Activity>
An exact copy of all the data is the required output.
Data provided Start Marker
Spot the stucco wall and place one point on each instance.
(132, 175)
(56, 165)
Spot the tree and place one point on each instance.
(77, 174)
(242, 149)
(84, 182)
Data provided End Marker
Answer below>
Spot the stucco wall and place one point on each instance.
(132, 175)
(56, 165)
Spot the tree and place one point on each instance.
(77, 174)
(242, 149)
(84, 182)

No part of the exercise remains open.